[GIVEN RECORDS — start]

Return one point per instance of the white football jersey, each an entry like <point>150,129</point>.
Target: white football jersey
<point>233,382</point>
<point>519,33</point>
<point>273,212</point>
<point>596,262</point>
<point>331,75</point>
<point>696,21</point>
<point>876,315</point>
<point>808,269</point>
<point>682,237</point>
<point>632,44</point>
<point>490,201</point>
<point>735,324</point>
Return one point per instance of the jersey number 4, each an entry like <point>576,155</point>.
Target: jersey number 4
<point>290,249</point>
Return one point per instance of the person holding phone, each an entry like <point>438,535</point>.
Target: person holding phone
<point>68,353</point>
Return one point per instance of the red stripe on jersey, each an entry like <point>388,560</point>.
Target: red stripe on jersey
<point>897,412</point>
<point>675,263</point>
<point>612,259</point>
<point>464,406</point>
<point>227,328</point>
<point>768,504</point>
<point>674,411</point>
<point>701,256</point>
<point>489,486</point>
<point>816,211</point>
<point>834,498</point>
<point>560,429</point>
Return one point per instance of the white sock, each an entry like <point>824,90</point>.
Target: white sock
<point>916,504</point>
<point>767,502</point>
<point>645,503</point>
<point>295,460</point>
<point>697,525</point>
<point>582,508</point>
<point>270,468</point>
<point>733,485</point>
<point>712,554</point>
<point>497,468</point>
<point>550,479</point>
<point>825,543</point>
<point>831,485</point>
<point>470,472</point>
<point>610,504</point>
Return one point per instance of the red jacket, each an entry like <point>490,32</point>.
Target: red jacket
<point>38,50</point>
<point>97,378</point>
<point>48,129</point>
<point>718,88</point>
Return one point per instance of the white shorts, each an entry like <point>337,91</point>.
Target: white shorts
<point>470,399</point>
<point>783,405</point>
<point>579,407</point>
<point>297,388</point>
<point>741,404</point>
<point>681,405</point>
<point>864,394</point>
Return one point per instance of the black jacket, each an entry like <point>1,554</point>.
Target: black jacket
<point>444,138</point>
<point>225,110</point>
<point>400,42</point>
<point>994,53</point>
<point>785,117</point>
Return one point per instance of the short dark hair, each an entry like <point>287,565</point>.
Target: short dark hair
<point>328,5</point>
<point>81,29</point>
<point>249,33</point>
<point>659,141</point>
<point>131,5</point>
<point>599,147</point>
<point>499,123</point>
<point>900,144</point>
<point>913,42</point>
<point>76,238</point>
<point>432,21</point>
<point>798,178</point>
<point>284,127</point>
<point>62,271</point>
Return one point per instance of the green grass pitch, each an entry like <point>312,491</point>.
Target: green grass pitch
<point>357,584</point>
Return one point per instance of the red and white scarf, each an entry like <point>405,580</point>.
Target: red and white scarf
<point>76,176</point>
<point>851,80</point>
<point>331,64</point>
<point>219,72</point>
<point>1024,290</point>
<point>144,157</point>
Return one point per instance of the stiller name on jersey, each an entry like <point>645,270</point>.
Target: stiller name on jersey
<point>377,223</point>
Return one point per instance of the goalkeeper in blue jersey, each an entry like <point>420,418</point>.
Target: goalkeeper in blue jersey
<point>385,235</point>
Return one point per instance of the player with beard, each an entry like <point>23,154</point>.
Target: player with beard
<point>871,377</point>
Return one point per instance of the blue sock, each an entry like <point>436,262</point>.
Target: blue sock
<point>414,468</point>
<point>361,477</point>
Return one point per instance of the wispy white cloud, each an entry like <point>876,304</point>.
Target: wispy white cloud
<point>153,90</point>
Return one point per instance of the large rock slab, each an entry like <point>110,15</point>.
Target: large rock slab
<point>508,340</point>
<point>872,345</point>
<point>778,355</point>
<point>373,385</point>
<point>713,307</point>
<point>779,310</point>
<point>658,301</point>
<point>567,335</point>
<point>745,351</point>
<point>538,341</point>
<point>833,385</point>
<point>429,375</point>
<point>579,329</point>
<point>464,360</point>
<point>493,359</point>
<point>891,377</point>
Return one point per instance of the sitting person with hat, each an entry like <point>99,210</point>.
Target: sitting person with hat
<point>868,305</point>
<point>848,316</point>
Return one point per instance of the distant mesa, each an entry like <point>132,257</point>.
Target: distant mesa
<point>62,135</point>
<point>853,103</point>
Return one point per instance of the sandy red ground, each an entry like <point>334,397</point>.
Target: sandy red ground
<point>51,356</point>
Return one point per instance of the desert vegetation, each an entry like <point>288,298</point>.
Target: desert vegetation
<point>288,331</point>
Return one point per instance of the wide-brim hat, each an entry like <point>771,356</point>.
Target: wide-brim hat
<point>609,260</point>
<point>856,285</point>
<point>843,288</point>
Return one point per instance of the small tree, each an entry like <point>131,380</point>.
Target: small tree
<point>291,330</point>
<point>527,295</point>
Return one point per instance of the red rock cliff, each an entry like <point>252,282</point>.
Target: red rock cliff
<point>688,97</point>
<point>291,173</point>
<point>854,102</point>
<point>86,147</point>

[GIVEN RECORDS — finish]

-- EXERCISE DESCRIPTION --
Transcribe only what runs from the line with "Return one point per instance of the desert" to the last line above, keeping every line exactly as written.

-- ANSWER SECTION --
Return one point per instance of the desert vegetation, each an entry like <point>288,298</point>.
Target: desert vegetation
<point>288,331</point>
Return one point per instance of the wide-brim hat, each an entry like <point>771,356</point>.
Target: wide-brim hat
<point>609,260</point>
<point>856,285</point>
<point>843,288</point>
Return one point per instance of the small tree, each an entry like <point>131,380</point>.
Target: small tree
<point>291,330</point>
<point>527,295</point>
Return one point per instance of the red rock cliff, each an entry like <point>252,282</point>.
Target: red rock cliff
<point>688,97</point>
<point>291,173</point>
<point>854,102</point>
<point>86,147</point>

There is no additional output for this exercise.